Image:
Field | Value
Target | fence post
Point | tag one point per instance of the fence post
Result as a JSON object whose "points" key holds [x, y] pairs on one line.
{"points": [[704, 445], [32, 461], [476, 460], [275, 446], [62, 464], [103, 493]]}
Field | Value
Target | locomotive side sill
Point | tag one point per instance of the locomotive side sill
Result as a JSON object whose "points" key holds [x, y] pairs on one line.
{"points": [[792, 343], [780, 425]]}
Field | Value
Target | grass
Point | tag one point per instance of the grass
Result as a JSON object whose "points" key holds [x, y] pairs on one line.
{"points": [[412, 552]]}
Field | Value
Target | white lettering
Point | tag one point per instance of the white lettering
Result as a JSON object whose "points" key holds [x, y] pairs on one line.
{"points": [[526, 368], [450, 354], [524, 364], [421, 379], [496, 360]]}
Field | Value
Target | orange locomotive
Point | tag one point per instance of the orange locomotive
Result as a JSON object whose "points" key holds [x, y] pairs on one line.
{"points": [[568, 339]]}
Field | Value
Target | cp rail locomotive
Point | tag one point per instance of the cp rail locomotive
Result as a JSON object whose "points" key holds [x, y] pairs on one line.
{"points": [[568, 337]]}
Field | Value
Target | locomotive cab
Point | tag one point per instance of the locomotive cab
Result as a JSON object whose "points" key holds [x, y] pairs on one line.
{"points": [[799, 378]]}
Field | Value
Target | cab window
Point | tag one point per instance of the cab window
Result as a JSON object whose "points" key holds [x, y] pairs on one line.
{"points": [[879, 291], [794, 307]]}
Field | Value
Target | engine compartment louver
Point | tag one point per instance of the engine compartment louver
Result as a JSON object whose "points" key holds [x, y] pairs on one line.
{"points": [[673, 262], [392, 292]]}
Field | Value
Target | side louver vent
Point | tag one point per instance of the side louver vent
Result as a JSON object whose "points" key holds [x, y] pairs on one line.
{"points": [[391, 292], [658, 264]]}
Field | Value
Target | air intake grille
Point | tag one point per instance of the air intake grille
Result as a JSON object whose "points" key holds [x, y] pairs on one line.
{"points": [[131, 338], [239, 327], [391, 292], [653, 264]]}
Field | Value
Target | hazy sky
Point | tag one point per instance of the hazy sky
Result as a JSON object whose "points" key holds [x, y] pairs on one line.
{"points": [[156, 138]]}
************
__Exercise objective__. Find every line in the rows above that contains the word "compartment" and copy each of those lines. Case counts.

__Exercise response__.
Target | engine compartment louver
Point | tag one point per instance of the engine compartment louver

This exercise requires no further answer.